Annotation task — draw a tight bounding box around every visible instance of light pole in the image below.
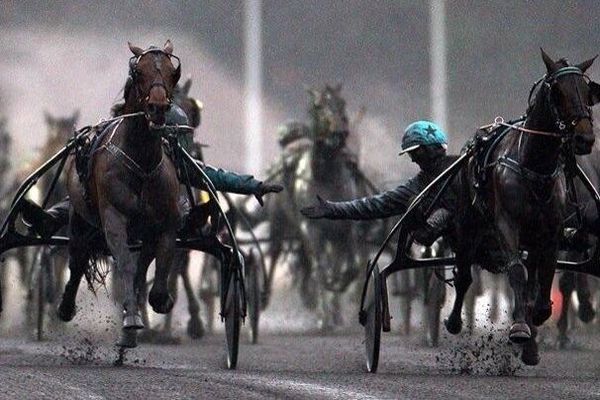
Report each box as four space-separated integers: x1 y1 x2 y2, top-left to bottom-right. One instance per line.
244 0 262 174
429 0 448 131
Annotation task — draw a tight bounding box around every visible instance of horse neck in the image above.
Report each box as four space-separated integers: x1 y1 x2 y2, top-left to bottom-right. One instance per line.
517 97 561 174
118 115 162 171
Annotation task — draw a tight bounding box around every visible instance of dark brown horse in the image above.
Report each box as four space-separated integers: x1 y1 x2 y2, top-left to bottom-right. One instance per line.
59 41 181 346
446 51 600 365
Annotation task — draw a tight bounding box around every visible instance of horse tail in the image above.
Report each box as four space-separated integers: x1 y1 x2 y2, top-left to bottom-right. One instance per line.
84 249 110 295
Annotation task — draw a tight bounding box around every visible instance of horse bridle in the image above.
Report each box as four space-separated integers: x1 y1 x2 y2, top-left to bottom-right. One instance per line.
124 47 181 103
529 66 593 134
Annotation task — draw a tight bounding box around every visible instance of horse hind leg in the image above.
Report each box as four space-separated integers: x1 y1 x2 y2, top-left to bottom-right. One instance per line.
180 255 204 339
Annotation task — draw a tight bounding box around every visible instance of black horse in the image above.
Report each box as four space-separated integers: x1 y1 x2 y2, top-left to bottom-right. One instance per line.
446 50 600 365
58 41 181 346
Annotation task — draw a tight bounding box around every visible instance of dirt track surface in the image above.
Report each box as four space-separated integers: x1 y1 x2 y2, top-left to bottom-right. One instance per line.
0 332 600 399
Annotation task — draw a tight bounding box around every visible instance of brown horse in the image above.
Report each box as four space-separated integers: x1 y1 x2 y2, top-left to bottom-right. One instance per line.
59 41 181 346
446 50 600 365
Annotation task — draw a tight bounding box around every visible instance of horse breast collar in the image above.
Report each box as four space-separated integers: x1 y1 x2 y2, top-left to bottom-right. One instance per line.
102 120 164 181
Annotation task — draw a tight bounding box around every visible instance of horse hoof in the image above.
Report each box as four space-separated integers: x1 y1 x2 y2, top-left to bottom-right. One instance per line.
123 314 144 331
148 291 175 314
444 318 462 335
521 342 540 366
531 304 552 326
187 316 204 339
508 322 531 344
577 301 596 324
117 329 137 349
56 303 76 322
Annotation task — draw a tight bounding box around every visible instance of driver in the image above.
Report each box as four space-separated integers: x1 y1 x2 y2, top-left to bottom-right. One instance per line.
21 103 283 237
300 120 457 246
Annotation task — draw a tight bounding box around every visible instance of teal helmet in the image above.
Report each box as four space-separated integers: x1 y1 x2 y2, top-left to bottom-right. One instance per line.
399 120 448 154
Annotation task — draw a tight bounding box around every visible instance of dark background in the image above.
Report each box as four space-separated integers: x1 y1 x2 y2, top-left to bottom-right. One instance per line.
0 0 600 181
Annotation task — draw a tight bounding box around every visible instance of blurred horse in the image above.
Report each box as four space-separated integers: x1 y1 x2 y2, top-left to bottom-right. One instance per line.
280 85 368 330
557 148 600 349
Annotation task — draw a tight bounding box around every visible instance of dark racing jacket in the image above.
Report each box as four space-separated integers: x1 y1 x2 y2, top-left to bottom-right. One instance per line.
325 155 457 220
166 104 261 194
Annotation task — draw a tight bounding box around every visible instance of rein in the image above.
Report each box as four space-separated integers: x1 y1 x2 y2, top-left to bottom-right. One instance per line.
488 116 562 137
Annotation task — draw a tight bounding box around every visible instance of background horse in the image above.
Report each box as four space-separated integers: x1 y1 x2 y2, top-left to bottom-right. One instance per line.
557 148 600 349
288 86 368 330
446 51 600 365
59 41 181 347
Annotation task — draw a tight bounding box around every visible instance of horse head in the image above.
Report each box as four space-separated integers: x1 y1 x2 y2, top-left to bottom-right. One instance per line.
308 85 349 150
125 40 181 127
536 50 600 155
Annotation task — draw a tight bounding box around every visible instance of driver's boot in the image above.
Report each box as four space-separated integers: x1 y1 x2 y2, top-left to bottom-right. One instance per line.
21 198 71 238
413 208 452 247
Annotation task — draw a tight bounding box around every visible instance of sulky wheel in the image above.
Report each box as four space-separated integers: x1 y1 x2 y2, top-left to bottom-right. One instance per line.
245 260 261 344
223 272 242 369
364 266 382 373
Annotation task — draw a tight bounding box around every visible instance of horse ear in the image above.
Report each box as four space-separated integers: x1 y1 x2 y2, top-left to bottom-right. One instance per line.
540 47 556 74
304 85 321 101
44 110 55 125
71 109 79 125
163 39 173 54
576 54 598 72
181 77 192 97
588 81 600 106
127 42 144 57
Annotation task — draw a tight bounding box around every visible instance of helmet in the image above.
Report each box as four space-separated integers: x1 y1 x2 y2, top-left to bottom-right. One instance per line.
399 120 448 154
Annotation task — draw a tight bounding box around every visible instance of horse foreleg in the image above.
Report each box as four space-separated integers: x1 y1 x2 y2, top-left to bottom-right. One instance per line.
575 274 596 323
102 206 144 330
148 231 175 314
531 252 557 326
57 214 90 321
508 261 531 343
162 260 181 338
556 271 575 349
444 260 473 335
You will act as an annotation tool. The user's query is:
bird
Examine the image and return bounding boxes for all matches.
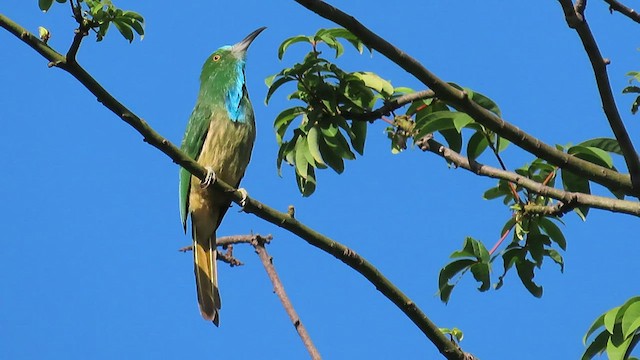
[179,27,266,326]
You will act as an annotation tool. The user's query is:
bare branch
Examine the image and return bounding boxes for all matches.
[604,0,640,23]
[559,0,640,197]
[424,139,640,216]
[342,90,435,121]
[251,236,320,360]
[296,0,633,194]
[0,15,456,359]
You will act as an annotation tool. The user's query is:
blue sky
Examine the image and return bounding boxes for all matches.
[0,0,640,359]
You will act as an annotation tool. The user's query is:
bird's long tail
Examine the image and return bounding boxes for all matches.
[193,231,221,326]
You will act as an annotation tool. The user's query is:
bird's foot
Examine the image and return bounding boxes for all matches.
[238,188,249,212]
[200,166,217,189]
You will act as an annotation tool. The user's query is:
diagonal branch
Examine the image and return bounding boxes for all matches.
[425,139,640,216]
[604,0,640,23]
[342,90,435,121]
[251,236,321,360]
[558,0,640,196]
[0,14,465,360]
[296,0,634,194]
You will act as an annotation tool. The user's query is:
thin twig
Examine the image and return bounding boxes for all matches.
[0,14,456,359]
[424,139,640,216]
[604,0,640,23]
[342,90,435,121]
[66,0,90,63]
[251,236,320,360]
[554,0,640,197]
[295,0,633,195]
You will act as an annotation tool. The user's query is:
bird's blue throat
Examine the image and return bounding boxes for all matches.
[224,59,246,123]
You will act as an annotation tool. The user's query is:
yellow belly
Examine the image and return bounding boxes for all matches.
[189,114,255,232]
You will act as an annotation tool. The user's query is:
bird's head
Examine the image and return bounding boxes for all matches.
[200,27,266,121]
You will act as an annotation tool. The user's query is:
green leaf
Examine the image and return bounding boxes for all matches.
[38,0,53,12]
[496,134,511,153]
[439,328,464,342]
[276,141,295,177]
[527,233,549,268]
[320,127,356,160]
[516,259,542,298]
[578,138,623,155]
[604,306,620,334]
[560,169,591,220]
[264,75,295,105]
[295,136,309,180]
[278,35,313,60]
[567,145,613,169]
[538,217,567,250]
[438,259,475,304]
[351,121,367,155]
[273,106,306,144]
[296,166,316,197]
[482,186,506,200]
[318,133,344,174]
[622,86,640,94]
[582,314,604,345]
[581,331,610,360]
[607,331,632,360]
[465,88,502,117]
[622,298,640,338]
[414,111,473,139]
[315,33,344,59]
[440,129,462,153]
[112,19,133,43]
[307,126,326,165]
[122,10,144,23]
[467,131,489,160]
[318,28,371,54]
[471,263,491,292]
[544,249,564,272]
[347,71,393,97]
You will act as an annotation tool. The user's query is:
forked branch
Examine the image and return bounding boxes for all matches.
[0,14,465,360]
[558,0,640,197]
[296,0,634,195]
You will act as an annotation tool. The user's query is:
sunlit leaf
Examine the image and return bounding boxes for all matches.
[278,35,313,60]
[538,217,567,250]
[38,0,53,12]
[467,131,489,160]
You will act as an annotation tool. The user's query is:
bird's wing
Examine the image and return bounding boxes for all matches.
[180,102,212,232]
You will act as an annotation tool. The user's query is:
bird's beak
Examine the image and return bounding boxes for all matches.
[232,26,267,55]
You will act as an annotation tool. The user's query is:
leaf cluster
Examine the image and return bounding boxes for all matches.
[582,296,640,360]
[38,0,144,42]
[439,138,624,302]
[265,28,380,196]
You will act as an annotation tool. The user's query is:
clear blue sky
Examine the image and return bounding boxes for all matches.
[0,0,640,359]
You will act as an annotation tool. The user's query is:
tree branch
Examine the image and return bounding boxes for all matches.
[558,0,640,197]
[296,0,634,194]
[424,139,640,216]
[0,14,465,359]
[604,0,640,23]
[251,236,321,360]
[342,90,435,121]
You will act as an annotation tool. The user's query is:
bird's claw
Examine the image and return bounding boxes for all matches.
[200,166,217,189]
[238,188,249,212]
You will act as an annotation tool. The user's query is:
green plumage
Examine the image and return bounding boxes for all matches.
[179,28,264,325]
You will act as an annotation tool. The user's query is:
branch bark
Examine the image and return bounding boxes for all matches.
[342,90,435,121]
[296,0,634,195]
[0,14,465,360]
[426,139,640,216]
[604,0,640,23]
[251,236,321,360]
[558,0,640,197]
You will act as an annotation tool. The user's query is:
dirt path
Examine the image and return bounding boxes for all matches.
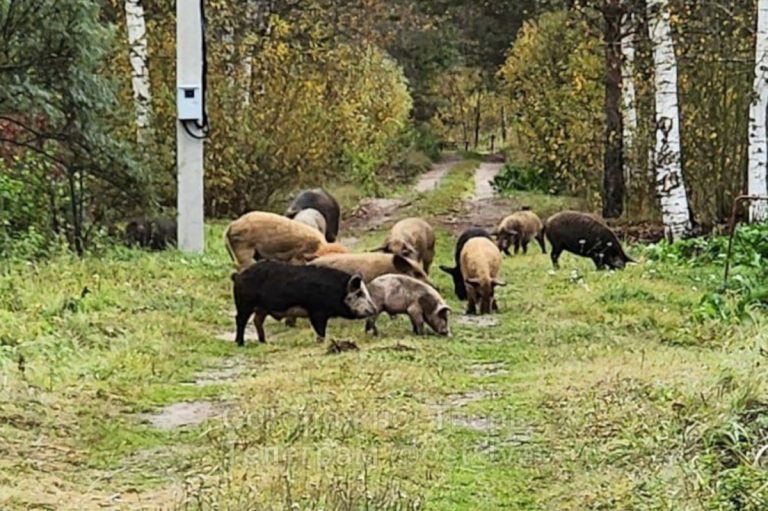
[415,154,460,193]
[341,154,461,237]
[473,162,504,201]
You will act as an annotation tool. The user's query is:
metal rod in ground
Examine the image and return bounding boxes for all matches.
[723,195,768,289]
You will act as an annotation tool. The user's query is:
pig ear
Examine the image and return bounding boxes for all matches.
[392,254,413,273]
[347,273,363,293]
[440,264,456,275]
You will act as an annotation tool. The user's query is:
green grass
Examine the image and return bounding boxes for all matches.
[0,162,768,510]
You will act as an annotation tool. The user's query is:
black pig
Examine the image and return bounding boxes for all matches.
[232,261,377,346]
[125,218,177,250]
[285,188,341,243]
[545,211,635,270]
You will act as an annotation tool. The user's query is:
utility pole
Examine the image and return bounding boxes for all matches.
[176,0,207,254]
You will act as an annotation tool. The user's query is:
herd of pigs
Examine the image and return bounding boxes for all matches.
[126,188,633,346]
[212,188,631,346]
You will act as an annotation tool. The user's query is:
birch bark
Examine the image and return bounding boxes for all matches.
[648,0,691,242]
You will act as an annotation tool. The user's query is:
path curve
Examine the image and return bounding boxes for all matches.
[416,154,460,193]
[472,162,504,201]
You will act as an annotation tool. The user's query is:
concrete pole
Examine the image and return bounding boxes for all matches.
[176,0,205,254]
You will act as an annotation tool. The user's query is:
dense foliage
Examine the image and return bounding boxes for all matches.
[0,0,147,256]
[500,11,603,204]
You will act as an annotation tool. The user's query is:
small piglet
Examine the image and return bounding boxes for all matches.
[365,274,451,335]
[125,218,177,250]
[232,261,377,346]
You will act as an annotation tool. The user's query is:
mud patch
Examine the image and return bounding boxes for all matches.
[469,362,509,378]
[473,162,504,201]
[139,401,228,431]
[450,415,496,433]
[186,358,246,387]
[415,155,459,193]
[325,341,360,355]
[339,236,360,250]
[453,314,499,328]
[342,199,410,231]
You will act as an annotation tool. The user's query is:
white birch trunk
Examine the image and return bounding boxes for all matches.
[621,14,637,194]
[125,0,152,144]
[648,0,691,242]
[747,0,768,222]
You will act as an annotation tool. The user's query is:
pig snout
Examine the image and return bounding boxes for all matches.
[344,275,378,318]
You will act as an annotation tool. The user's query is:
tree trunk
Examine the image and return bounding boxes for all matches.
[603,0,625,218]
[621,10,637,202]
[501,105,507,145]
[648,0,691,242]
[243,0,271,106]
[475,93,480,149]
[747,0,768,222]
[125,0,152,144]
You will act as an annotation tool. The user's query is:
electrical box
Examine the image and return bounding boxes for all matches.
[176,85,203,122]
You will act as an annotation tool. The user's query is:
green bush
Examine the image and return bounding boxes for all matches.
[491,163,561,195]
[648,224,768,319]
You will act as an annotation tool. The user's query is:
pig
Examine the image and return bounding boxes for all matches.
[309,252,429,283]
[232,261,377,346]
[285,188,341,243]
[440,227,491,300]
[545,211,635,270]
[376,218,435,274]
[461,237,506,314]
[495,209,547,255]
[224,211,327,270]
[125,217,177,250]
[365,275,451,336]
[293,208,326,236]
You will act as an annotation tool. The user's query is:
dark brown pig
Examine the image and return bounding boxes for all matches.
[285,188,341,243]
[125,218,177,250]
[461,238,505,314]
[496,210,547,255]
[365,275,451,335]
[546,211,634,270]
[440,227,491,300]
[378,218,435,274]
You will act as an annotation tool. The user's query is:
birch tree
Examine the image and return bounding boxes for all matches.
[621,13,637,196]
[648,0,691,242]
[125,0,152,143]
[747,0,768,222]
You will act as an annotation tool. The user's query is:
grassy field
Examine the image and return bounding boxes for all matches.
[0,162,768,511]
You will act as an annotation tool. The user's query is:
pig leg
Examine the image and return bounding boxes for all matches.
[407,304,424,335]
[253,309,267,343]
[467,293,477,314]
[549,247,563,270]
[365,314,379,335]
[235,311,251,346]
[309,315,328,342]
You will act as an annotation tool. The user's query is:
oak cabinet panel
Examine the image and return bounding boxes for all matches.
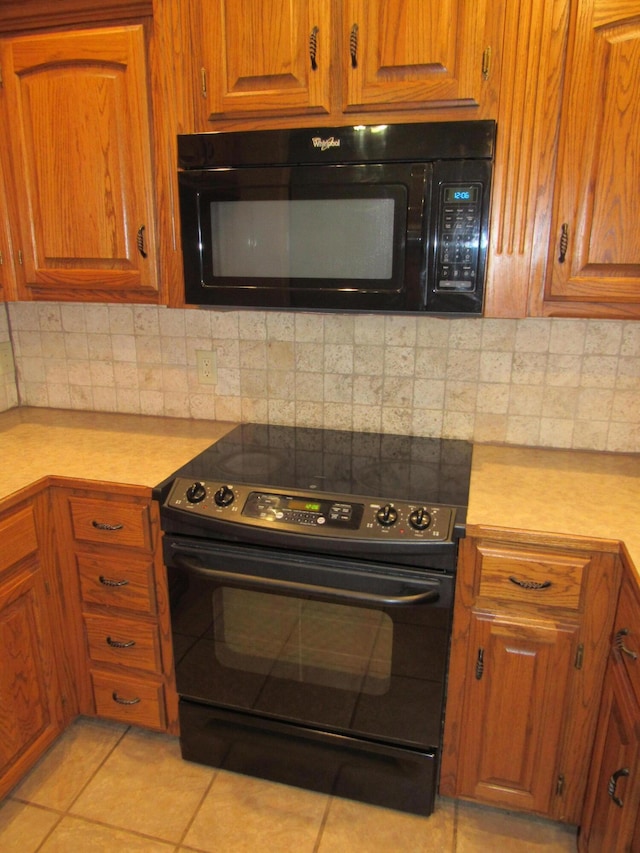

=== Exercise instructions ===
Reproduce the material above, starting from its very first line and continuing through the line that contains "429 0 448 131", with both ends included. Omit the picture from your copy.

=== Task output ===
Annotation task — draw a tight bounding box around every visible instance of light pole in the image below.
Report each box as four space-separated integers: x1 y1 x2 y2, top-left to bottom-right. One instance per line.
244 0 262 174
429 0 448 131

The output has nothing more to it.